§ Extract:

______________________________

Finally, one last question that is not a would-you-rather. Once you’ve answered this and the rest of the questions, you can press the I'm Finished! button to submit your responses.

  1. Rate your fear of heights from (1) not at all afraid to (10) very afraid.

Check out the results so far.

Are Your Responses Correlated?

Next in the lesson, I move on to asking whether you think some of the survey responses are correlated. For example, if you scored “low” on the veterinarian-or-musician scale—meaning you would strongly prefer to be a veterinarian over a musician—would that indicate that you probably also scored “low” on Question (c) about talking to animals or speaking all the languages? In other words, are those two scores correlated? What about choosing the ability to fly and your fear of heights? Are those correlated? How could we measure this using a lot of responses from a lot of different people?

An ingenious way of looking at this question is by using cosine similarity from linear algebra. (We looked at the cosine of the angle between two vectors here and here.)

For example, suppose you really would rather have the ability to fly and you have almost no fear of heights. So, you answered Question (a) with a 1 and Question (f) with, say, a 2. Another person has no desire to fly and a terrible fear of heights, so they answer Question (a) with an 8 and Question (f) with a (10). From this description, we would probably guess that the two quantities wish-for-flight and fear-of-heights are strongly correlated. But we’ve also now got the vectors (1, 2) and (8, 10) to show us this correlation.

______________________________

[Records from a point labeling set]

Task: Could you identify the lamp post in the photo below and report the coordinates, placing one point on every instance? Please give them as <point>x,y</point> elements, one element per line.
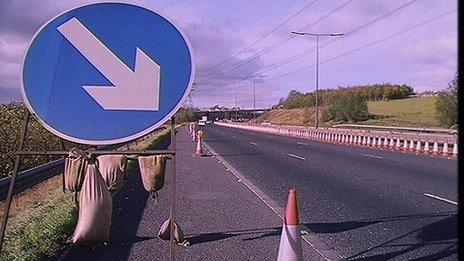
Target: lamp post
<point>317,64</point>
<point>253,77</point>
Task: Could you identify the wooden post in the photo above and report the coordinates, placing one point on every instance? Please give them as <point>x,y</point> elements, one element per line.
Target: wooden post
<point>6,211</point>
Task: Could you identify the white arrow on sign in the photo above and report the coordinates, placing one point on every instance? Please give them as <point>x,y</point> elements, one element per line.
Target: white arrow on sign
<point>131,90</point>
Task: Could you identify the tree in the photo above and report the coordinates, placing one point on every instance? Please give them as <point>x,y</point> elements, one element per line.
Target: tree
<point>349,107</point>
<point>446,105</point>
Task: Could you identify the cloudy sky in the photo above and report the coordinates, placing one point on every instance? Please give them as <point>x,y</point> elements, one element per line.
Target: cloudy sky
<point>396,41</point>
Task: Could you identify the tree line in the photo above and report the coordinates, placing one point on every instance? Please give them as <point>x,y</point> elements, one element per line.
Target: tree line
<point>376,92</point>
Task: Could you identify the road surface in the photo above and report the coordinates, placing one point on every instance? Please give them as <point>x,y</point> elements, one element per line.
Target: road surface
<point>366,203</point>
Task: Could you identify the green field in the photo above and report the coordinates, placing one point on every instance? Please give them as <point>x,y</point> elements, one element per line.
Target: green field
<point>417,112</point>
<point>411,112</point>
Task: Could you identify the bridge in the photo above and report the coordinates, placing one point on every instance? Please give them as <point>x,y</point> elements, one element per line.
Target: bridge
<point>231,114</point>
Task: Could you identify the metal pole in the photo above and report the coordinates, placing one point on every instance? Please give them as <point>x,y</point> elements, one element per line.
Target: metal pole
<point>173,189</point>
<point>236,103</point>
<point>254,93</point>
<point>6,211</point>
<point>63,147</point>
<point>317,80</point>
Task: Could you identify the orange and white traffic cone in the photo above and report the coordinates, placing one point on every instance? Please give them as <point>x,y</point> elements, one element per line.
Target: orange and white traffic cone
<point>426,147</point>
<point>418,147</point>
<point>290,241</point>
<point>405,145</point>
<point>398,144</point>
<point>435,151</point>
<point>455,149</point>
<point>193,134</point>
<point>445,149</point>
<point>199,150</point>
<point>411,146</point>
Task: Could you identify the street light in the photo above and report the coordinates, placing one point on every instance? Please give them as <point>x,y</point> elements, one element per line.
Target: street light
<point>254,85</point>
<point>317,64</point>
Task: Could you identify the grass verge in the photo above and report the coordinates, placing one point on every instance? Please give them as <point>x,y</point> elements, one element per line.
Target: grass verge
<point>42,218</point>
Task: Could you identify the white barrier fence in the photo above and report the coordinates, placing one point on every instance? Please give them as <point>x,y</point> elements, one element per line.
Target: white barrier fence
<point>445,145</point>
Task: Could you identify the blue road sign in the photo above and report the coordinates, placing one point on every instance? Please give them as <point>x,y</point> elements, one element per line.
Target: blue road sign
<point>106,73</point>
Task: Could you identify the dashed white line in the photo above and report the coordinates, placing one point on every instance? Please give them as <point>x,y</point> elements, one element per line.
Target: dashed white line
<point>372,156</point>
<point>296,156</point>
<point>440,198</point>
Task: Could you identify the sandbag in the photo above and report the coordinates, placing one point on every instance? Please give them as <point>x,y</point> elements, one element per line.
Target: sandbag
<point>95,207</point>
<point>74,170</point>
<point>152,169</point>
<point>113,170</point>
<point>165,231</point>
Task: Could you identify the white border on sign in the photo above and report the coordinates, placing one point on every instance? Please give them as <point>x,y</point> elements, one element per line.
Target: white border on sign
<point>138,134</point>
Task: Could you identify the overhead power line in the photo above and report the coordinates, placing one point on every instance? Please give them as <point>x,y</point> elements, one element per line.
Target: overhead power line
<point>264,36</point>
<point>277,44</point>
<point>333,40</point>
<point>366,45</point>
<point>328,42</point>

______________________________

§ Tasks to carry out:
1. Answer these about the survey lesson:
(a) Which button submits the responses?
(b) What tool from linear algebra does the lesson use to look at whether responses are correlated?
(c) Which two vectors come from the flying and fear-of-heights scores?
2. Reproduce the part of the survey lesson that opens with the words containing "For example, suppose" and closes with "us this correlation.".
3. Proceed with the survey lesson on correlated responses, picking up after its final sentence.

§ Responses by task:
1.
(a) The I'm Finished! button
(b) Cosine similarity
(c) (1, 2) and (8, 10)

2.
For example, suppose you really would rather have the ability to fly and you have almost no fear of heights. So, you answered Question (a) with a 1 and Question (f) with, say, a 2. Another person has no desire to fly and a terrible fear of heights, so they answer Question (a) with an 8 and Question (f) with a (10). From this description, we would probably guess that the two quantities wish-for-flight and fear-of-heights are strongly correlated. But we’ve also now got the vectors (1, 2) and (8, 10) to show us this correlation.

3.
See that tiny angle between the vectors on the left? The cosine of tiny angles (as we saw) is close to 1, which indicates a strong correlation. On the right, you see the opposite idea. One person really wants to fly but is totally afraid of heights (1, 10) and another almost couldn’t care less about flying (or at least would really rather read minds) but has a low fear of heights (8, 2). The cosine of the close-to-90°-angle between these vectors will be close to 0, indicating a weak correlation between responses to our flight and heights questions.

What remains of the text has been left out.